Text passage
Close-up on one of the areas where large amount of forces was gathered. The miniatures are really fine, the removable, colorful rings under them allow for quick identification of owner.
The middle game was where the expansions really showed their value. The Wonders from African Empires, combined with the new civilizations from Lost Kingdoms, gave each of us very different paths to victory. Agnieszka built a strong cultural and Knowledge engine, racking up bonuses for Knowledge sets. Jarek tried to dominate militarily but found out – as we all eventually did – that Monumental rewards balance more than specialization. Kuba and I ended up in a parallel race: both of us methodically Archiving weak cards, both of us building Wonders, both of us picking up area-control bonuses on the modular map. Neither of us was sure who was actually ahead.

A player’s City – the 3×3 grid of cards that gets cross-tapped each turn. Managing your own tableau is a challenge, not to say trying to control what your opponents activated and predicting what they could do next.
Final scoring was incredibly tight at the top. I closed at 47 points, edging out Kuba on 46 – a one-point margin after 4 hours, which tells you everything about how balanced the game can be once you understand the engine. Agnieszka finished on 29, having built an elegant cultural civilization that lacked just the area-control density to keep up. Jarek closed on 21, paying the price for a military-heavy strategy that did not quite assemble in time before scoring.

Study material

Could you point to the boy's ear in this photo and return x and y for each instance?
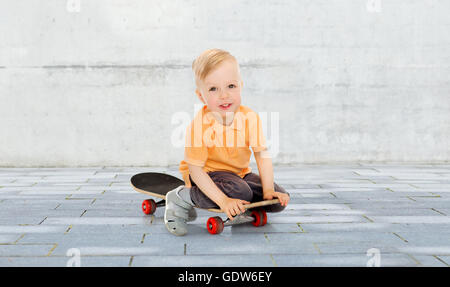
(199, 95)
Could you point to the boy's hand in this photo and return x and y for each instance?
(271, 194)
(233, 207)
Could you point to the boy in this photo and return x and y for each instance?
(217, 154)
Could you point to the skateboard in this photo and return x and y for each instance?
(158, 184)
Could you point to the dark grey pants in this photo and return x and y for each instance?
(248, 188)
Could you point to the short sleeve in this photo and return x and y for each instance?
(195, 151)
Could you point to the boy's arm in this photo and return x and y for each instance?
(265, 169)
(231, 206)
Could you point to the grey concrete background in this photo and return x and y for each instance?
(97, 83)
(339, 215)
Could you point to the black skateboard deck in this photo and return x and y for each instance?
(159, 184)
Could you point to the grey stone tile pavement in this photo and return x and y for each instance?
(358, 214)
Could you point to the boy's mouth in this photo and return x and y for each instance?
(225, 106)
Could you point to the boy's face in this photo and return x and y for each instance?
(221, 89)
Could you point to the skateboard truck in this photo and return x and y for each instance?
(258, 217)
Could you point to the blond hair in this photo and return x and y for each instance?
(208, 61)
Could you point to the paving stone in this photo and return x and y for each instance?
(445, 259)
(204, 261)
(25, 250)
(42, 261)
(342, 260)
(430, 261)
(336, 213)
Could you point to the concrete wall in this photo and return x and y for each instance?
(89, 83)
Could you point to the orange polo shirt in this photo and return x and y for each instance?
(215, 147)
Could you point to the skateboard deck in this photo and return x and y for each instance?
(158, 184)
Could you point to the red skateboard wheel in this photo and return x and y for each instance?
(214, 225)
(148, 206)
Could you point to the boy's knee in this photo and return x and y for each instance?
(237, 189)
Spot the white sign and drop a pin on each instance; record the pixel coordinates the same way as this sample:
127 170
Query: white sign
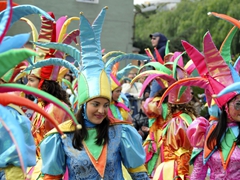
89 1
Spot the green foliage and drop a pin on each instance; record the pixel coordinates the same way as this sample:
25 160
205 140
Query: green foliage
188 21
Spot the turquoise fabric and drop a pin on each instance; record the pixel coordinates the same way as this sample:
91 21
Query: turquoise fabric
124 146
25 125
8 152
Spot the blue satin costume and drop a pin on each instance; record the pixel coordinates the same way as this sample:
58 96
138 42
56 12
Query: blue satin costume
22 134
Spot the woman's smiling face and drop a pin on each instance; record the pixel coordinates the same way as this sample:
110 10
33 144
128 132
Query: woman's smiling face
97 110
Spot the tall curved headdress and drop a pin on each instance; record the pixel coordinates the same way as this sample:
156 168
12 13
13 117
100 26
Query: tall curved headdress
215 73
93 81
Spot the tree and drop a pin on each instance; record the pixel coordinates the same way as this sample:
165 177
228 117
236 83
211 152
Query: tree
189 21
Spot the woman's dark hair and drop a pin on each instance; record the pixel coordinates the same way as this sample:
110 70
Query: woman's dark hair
53 88
219 130
82 134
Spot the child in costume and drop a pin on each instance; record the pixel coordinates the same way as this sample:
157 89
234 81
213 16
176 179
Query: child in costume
97 150
167 147
216 142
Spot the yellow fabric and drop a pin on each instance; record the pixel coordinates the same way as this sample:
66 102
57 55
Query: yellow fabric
126 175
141 168
14 173
166 169
105 90
181 151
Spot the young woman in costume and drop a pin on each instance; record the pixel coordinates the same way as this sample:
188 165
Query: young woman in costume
97 150
167 148
216 142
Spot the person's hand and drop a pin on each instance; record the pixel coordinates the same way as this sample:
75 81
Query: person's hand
145 129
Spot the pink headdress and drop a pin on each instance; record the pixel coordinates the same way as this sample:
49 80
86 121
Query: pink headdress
215 73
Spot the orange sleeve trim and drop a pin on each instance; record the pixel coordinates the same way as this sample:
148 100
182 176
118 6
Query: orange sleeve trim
52 177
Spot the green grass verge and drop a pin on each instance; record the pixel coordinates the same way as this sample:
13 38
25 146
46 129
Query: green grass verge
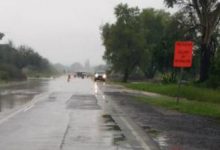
187 91
185 106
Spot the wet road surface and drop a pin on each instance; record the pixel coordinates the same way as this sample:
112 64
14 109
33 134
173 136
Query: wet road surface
73 115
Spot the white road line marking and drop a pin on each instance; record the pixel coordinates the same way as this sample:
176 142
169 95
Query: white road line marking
142 142
28 108
144 145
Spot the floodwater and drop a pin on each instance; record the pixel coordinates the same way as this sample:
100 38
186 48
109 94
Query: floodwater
15 95
69 116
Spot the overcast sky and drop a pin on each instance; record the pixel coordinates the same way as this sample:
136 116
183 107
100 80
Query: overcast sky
64 31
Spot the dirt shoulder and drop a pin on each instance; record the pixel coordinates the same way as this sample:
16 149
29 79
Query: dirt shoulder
172 130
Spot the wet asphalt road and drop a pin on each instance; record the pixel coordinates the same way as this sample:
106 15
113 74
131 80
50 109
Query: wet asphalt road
73 115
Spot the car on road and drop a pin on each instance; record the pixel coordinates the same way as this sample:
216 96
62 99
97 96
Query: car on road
100 76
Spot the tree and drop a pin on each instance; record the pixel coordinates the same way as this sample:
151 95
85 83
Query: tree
205 15
154 24
123 41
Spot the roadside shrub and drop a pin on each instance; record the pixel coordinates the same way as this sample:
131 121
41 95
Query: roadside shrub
168 78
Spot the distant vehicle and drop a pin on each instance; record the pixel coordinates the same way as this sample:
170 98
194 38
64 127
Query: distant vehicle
80 75
101 76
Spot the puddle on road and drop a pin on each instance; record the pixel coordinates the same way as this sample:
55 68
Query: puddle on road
118 138
14 96
157 136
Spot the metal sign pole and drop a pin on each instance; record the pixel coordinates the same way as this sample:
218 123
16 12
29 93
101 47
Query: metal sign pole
179 86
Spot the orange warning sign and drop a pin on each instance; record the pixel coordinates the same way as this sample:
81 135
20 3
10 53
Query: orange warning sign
183 54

Using the information
a - List every final score in the session report, each paired with the player who earned it.
b - Write the next part of the session report, picking up after its final sentence.

Responses by task
a -
The narrator: 47 points
Kuba: 46 points
Agnieszka: 29 points
Jarek: 21 points

b -
First Impressions
Based on those two games (one reported in detail), here are my early impressions of Monumental:
- Cross-tapping is a very interesting mechanic – picking one row plus one column to activate the five cards at their intersection sounds simple, but it forces a constant trade-off between tempo and engine-building, and the puzzle changes shape every time your City evolves.
- The game is long – be honest about that with your group. Setup takes time. A four-player game with all expansions is a 4-to-5 hour commitment. Just have it in mind and plan properly.
- Continuous Play Mode is essential at higher player counts. Without it, downtime can become a real problem because individual turns are open-ended by design. With it, the game flows surprisingly well even at 4 or 5 players. If you have Lost Kingdoms – which you almost certainly should – use this mode by default.
- Production quality is truly impressive. The cards, plastic figures, modular hex tiles and player components are top-tier. Funforge clearly invested in making the game look as monumental as its name promises – although delivering it too much longer than the crowdfunding campaign promised.
- Scoring rewards balance over specialization. Our final 47-46-29-21 spread suggests that the players who tried to do everything reasonably well outperformed those who fully committed to one strategic axis. I believe this is a good feature as you cannot just neglect one or two aspects of your kingdom.
- It demands an experienced group. First-time players will spend a lot of energy just understanding how the cross-tapping interacts with the nine base actions, the resource economy and the area-control layer. I mean, this is not bad thing, however can substantially prolong the game.
To sum up, Monumental was well received by our group, although not without some reservation. It is ambitious, it is large, it is gorgeous, and – most importantly – it offers a genuinely original take on the civilization-deckbuilding hybrid. Still, it requires space, time for set-up and play so you need to consider this when you plan to play it.
See you in another review!

This looks interesting! I always enjoy a good civ game.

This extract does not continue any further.